_Page text_.
************

I gotta ask, what part of ‘I don’t eat sugar’ don’t I understand?

Companies post open positions online and then ask you why you applied to them.

Please don’t ask me to repeat myself. I wasn’t listening either.

Having teens is fun because they demand their independence but then turn right around and ask you for $20.

Just once I wanna slide down a dinosaur at the end of my workday, is that too much to ask for?

Flex on your kids by asking “are we there yet?” before they do.

Fellas, be sure to never ask a lady any questions on a date. This makes them feel interrogated. Strong declarative statements only.

Being an adult is when you ask the babysitter when you should be home.

The quickest way to get your kid to do their homework is to ask them to help with some chores.

Before you have kids, ask yourself: how patient am I with really stupid people?

To all the people who ask singles why they are actually single: Please don’t. We have sworn an oath and are not allowed to tell you the secret of our success.

************

_Dataset entries_.
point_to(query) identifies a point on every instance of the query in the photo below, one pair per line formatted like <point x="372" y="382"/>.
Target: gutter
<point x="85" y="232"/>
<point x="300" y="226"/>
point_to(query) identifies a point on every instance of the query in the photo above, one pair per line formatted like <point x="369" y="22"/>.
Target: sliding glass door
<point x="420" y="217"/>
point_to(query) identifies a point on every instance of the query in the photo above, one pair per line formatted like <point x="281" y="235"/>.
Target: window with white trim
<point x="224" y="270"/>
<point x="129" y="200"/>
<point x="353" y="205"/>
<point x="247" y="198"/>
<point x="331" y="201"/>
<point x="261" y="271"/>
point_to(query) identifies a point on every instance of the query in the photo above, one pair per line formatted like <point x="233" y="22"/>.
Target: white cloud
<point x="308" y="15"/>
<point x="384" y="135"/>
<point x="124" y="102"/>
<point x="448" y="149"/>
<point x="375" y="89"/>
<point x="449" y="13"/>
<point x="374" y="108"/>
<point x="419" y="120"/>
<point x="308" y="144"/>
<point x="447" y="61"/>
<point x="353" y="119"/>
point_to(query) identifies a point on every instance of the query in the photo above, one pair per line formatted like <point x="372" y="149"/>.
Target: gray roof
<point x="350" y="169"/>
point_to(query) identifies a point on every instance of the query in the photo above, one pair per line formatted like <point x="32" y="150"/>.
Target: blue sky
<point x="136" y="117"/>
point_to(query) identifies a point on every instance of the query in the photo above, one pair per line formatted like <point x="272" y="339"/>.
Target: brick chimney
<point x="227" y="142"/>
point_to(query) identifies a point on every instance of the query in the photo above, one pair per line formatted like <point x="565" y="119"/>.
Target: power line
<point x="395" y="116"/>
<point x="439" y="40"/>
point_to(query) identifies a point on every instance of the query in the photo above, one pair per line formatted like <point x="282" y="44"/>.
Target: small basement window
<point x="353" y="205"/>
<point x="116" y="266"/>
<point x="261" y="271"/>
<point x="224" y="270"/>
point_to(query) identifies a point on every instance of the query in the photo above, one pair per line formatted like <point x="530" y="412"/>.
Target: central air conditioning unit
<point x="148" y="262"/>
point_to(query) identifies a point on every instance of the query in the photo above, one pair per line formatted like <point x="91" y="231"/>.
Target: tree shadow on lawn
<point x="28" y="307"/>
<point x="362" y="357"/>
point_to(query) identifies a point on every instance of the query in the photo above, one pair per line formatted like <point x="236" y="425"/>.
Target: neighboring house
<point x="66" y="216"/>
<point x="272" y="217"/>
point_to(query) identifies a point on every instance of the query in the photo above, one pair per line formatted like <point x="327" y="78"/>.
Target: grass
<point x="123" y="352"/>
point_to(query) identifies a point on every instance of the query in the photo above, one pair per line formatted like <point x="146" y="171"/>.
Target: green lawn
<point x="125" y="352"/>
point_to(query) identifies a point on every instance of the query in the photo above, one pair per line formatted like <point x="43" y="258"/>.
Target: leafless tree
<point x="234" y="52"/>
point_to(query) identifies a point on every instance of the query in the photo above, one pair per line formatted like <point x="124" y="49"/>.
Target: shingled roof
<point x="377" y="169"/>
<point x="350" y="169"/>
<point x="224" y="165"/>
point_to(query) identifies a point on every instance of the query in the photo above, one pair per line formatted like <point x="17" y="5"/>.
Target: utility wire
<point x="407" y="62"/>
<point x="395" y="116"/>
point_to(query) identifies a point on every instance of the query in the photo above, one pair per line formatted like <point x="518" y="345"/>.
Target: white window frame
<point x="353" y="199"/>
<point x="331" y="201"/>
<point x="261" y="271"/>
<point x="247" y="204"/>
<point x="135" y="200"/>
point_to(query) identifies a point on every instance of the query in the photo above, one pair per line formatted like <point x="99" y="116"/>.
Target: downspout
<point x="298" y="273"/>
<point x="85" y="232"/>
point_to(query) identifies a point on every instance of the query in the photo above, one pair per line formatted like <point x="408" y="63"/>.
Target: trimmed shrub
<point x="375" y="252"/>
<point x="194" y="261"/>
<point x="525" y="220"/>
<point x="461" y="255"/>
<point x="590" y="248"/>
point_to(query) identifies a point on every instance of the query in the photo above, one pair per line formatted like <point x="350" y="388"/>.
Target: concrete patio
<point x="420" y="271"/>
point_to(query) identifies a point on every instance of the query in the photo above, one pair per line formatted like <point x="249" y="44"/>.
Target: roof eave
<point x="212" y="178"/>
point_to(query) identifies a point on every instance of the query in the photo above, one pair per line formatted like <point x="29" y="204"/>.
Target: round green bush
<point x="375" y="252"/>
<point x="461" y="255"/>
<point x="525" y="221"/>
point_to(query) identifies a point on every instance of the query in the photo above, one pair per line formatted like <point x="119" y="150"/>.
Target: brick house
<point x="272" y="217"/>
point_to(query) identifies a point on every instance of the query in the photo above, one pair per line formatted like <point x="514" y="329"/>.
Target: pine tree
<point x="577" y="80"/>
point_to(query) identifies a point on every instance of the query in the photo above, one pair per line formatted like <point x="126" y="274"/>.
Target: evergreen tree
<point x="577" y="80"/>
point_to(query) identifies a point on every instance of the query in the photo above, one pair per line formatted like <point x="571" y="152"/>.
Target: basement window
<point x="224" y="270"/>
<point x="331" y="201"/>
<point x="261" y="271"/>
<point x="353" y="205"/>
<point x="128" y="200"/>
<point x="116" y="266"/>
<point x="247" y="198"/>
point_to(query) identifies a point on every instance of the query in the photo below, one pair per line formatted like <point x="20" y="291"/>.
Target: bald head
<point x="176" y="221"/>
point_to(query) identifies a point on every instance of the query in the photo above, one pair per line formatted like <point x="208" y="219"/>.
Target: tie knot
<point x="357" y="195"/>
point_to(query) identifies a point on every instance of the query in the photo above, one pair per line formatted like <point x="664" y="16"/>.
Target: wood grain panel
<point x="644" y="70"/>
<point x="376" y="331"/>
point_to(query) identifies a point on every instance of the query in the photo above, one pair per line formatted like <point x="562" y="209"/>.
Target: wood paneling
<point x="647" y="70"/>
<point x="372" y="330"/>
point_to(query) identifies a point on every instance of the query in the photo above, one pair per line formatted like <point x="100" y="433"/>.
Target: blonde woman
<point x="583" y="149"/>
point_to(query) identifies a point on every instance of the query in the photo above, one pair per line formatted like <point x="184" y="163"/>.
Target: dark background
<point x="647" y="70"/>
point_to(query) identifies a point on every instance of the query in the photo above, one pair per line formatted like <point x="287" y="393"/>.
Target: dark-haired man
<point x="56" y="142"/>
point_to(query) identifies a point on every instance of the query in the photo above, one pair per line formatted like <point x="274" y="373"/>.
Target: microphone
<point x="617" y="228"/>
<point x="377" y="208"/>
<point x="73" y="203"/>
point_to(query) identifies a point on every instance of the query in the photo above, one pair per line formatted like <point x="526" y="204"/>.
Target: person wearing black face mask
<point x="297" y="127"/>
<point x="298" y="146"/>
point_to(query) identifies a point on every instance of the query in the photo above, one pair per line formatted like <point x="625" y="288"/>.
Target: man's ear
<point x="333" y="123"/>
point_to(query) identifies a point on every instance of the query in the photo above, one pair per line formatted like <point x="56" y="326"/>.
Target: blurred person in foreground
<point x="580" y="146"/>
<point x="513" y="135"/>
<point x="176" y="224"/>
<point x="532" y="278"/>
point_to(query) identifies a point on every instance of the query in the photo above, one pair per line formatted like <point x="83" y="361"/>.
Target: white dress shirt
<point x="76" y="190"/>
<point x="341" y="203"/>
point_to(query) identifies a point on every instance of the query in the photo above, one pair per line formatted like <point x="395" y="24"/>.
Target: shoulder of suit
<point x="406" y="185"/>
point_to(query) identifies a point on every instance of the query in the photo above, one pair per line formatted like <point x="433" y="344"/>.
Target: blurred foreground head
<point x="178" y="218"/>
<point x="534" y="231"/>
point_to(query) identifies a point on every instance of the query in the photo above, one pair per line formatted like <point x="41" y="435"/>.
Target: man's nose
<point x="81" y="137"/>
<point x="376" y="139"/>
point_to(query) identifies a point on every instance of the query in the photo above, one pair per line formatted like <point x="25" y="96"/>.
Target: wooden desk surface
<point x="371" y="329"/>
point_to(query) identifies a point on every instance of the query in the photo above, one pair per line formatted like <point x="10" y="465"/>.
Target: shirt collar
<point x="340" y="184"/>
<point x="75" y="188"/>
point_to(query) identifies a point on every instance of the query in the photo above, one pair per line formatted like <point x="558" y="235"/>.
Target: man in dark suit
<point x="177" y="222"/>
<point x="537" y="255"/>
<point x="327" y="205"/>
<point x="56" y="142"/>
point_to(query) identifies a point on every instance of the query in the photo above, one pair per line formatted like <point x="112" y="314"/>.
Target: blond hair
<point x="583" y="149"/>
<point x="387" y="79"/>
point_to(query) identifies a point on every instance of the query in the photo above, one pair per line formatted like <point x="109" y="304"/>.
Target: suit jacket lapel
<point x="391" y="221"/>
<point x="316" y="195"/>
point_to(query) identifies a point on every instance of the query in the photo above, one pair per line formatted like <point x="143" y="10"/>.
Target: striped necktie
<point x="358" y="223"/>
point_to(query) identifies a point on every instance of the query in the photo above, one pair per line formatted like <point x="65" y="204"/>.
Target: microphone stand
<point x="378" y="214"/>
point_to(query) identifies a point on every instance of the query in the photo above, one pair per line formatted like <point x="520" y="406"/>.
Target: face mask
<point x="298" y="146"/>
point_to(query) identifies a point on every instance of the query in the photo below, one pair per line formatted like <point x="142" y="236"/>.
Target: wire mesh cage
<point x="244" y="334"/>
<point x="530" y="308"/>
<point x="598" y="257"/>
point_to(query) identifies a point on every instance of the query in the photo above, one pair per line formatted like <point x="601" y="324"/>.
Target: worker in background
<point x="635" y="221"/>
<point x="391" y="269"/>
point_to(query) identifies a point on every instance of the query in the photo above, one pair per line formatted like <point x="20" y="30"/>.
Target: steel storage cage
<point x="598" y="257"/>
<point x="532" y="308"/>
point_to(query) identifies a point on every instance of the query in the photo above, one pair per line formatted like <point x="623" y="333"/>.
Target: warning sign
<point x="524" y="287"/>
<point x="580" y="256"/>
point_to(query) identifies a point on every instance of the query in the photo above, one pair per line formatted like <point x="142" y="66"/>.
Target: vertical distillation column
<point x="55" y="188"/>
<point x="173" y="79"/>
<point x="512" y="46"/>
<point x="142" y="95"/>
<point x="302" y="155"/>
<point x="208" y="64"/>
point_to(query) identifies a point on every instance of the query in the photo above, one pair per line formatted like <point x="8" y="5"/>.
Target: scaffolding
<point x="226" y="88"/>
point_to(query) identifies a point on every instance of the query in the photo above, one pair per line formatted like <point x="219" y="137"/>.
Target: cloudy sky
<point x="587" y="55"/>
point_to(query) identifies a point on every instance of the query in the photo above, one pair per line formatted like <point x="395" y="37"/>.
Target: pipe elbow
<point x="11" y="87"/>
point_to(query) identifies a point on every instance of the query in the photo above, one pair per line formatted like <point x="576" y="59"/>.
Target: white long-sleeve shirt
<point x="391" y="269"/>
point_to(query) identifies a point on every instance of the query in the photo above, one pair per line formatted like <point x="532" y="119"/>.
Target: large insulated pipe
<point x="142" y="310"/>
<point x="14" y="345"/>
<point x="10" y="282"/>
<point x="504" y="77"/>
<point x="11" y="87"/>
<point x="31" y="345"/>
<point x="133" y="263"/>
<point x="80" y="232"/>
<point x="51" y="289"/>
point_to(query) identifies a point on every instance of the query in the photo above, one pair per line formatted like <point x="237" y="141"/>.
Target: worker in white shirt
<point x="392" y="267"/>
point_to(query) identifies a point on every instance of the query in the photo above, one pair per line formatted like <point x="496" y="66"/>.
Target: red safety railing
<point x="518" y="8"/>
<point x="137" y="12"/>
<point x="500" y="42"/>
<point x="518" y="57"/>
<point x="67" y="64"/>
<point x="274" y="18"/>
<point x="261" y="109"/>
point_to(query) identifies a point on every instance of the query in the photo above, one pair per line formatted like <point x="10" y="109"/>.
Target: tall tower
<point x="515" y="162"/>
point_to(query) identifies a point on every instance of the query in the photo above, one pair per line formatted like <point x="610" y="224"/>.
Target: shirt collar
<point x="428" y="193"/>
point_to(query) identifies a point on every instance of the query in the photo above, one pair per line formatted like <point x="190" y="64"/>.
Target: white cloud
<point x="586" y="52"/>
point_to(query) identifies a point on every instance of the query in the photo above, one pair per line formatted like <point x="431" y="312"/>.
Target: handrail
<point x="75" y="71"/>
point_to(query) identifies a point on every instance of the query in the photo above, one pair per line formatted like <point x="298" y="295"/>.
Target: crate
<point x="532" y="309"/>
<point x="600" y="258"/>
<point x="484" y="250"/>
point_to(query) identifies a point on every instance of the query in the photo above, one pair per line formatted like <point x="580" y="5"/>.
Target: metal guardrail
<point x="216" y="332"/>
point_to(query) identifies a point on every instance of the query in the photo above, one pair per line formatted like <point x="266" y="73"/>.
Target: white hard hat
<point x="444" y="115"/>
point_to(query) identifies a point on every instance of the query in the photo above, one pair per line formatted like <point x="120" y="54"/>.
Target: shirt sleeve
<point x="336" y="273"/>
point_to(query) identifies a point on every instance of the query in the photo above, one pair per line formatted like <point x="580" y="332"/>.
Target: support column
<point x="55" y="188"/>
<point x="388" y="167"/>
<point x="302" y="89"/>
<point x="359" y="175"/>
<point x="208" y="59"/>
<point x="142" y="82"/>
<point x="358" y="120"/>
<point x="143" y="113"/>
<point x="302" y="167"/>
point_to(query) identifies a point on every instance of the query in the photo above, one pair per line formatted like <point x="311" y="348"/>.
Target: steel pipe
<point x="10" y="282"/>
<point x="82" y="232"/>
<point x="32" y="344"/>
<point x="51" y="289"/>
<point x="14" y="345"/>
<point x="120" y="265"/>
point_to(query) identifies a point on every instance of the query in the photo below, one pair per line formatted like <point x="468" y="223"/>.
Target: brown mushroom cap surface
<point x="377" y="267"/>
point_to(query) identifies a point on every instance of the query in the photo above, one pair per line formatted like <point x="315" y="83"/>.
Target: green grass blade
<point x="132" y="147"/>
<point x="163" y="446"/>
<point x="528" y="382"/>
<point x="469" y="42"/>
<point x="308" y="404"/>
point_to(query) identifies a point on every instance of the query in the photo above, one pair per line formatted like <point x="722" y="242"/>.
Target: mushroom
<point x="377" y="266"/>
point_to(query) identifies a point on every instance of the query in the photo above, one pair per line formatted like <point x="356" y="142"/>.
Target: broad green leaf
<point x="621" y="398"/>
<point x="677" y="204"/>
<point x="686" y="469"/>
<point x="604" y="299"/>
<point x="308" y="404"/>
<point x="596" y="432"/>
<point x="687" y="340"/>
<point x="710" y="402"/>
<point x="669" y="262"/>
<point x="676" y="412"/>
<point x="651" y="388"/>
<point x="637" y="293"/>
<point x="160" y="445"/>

************

_Aim of the task_.
Reproduce word for word the part of the jokes about asking that begins with "Flex on your" and ends with "of our success.". The items here have nothing to do with the jokes about asking.

_Reply_.
Flex on your kids by asking “are we there yet?” before they do.

Fellas, be sure to never ask a lady any questions on a date. This makes them feel interrogated. Strong declarative statements only.

Being an adult is when you ask the babysitter when you should be home.

The quickest way to get your kid to do their homework is to ask them to help with some chores.

Before you have kids, ask yourself: how patient am I with really stupid people?

To all the people who ask singles why they are actually single: Please don’t. We have sworn an oath and are not allowed to tell you the secret of our success.